_EXERCISE DESCRIPTION_
Please return the records below exactly as they stand, with the pictures removed.

_RECORDS FOR THE EXERCISE_
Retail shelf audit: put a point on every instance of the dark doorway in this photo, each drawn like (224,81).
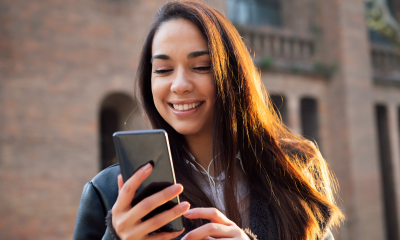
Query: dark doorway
(388,185)
(108,125)
(309,119)
(117,113)
(280,106)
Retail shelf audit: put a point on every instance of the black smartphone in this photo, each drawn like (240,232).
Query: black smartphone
(135,149)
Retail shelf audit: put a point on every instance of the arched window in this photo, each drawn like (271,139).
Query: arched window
(255,12)
(117,113)
(280,106)
(309,119)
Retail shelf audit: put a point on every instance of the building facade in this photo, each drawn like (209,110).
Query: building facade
(67,73)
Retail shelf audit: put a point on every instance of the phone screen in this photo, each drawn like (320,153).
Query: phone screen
(135,149)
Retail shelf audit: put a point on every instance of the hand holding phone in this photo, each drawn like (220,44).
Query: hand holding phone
(145,157)
(127,219)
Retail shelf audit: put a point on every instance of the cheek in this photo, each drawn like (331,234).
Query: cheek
(159,94)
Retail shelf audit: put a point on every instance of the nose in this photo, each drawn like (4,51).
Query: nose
(182,83)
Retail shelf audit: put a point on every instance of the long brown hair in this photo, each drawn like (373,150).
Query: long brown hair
(284,169)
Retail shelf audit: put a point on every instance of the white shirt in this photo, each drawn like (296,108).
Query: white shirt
(216,194)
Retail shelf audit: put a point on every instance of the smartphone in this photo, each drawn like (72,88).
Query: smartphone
(134,149)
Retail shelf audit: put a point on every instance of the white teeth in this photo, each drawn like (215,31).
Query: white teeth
(184,107)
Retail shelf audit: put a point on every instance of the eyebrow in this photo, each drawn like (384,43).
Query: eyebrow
(160,56)
(190,55)
(198,54)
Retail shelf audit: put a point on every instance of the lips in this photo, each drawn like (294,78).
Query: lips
(183,107)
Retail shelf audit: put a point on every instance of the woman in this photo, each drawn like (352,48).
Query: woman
(241,171)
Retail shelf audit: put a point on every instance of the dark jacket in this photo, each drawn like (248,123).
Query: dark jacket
(100,194)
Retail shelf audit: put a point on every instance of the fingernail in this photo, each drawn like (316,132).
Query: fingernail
(176,187)
(146,168)
(184,205)
(188,213)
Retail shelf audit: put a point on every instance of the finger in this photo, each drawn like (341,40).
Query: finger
(163,218)
(214,230)
(164,235)
(152,202)
(128,190)
(120,182)
(211,214)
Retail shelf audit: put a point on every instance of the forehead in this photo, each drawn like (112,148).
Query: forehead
(177,36)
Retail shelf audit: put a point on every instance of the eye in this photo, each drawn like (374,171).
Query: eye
(203,69)
(163,71)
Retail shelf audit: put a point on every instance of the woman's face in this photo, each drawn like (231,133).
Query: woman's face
(182,82)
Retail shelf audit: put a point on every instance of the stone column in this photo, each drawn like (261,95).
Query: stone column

_ANSWER FOR THIS EXERCISE_
Retail shelf audit: put a point on every instance of the dark doorway in this photo, each drawn like (224,81).
Query: dark doorway
(388,185)
(108,125)
(309,119)
(117,113)
(280,106)
Retail shelf audit: put a point on every instance of the black smartphone in this photo, each drawn like (240,232).
Query: black smartphone
(135,149)
Retail shelf audit: put a point on every instance of the arched window in this photo, each drawn like (271,139).
Query: arched window
(255,12)
(117,113)
(280,106)
(309,119)
Retail shelf audit: put a point on every instance of the building facade in this photo, each drawn like (209,110).
Query: building facade
(67,73)
Retail shelf audit: put a point on every instance of the phone screen in this photo, each drawn like (320,153).
Query: phone screen
(135,149)
Retail shelf audit: put a point on every instance of the hand holding phone in this photo, each drawn like (220,44).
Query: hand holding phone
(145,157)
(127,219)
Retail shelf audit: put a point on every instance of the cheek in this photo, each drawn like (331,234).
Query: cheek
(159,94)
Retail shelf audit: put a point on every instance of the nose in this photo, each drawn like (4,51).
Query: nose
(182,83)
Retail shelf audit: put a point on every instance of the long brown hair in this photo, each drawn like (373,150).
Query: long brown hair
(284,169)
Retail shelf audit: put a point on every instance of the white shirt in this photo, each drawn like (296,108).
Query: white shirt
(216,194)
Retail shelf audit: put a point on every instance of the smartphone in this photo, each drawn like (72,88).
Query: smartphone
(134,149)
Retail shelf audit: put a point on every instance of the white teeth in this photo, each drawn like (215,31).
Query: white teeth
(184,107)
Retail shelf audit: put a point on every instance of the eyebrow in this photo, each drawn like (384,43).
Query: eyebrow
(160,56)
(190,55)
(198,54)
Retail shelf audit: put a point on every instance of the lips in this photo, each drawn like (294,78).
Query: lips
(183,107)
Retail shelf audit: put a point on every instance of the woman in this photo, each drawn like (352,48).
Query: woman
(241,171)
Retail shelf audit: put a point on every instance of the dark jacket in this photo, each drawn like (248,123).
Query: dark jacket
(100,194)
Retail shelf audit: put a point on every instance of the fingernail in this photo, each drawn like (316,132).
Query: fingernail
(176,187)
(146,168)
(184,205)
(188,213)
Retail shelf audit: put a point on every instance of the finger in this photo, each drawn like (341,40).
Query: finger
(163,218)
(214,230)
(164,235)
(152,202)
(128,190)
(120,182)
(211,214)
Retail shelf audit: put a point on every instance of the forehead in this photo, each drawn like (112,148).
Query: forehead
(177,36)
Retail shelf audit: put a point on every instance of the eye in this photo, each drawn like (374,171).
Query: eye
(203,69)
(163,71)
Retail shelf audit: put a point on every instance of the woman's face in this photo, each drawn like (231,133).
Query: woman's face
(182,82)
Retail shelf audit: put a point on every instance of the stone column in this photo, each drawn like (261,95).
Query: stone column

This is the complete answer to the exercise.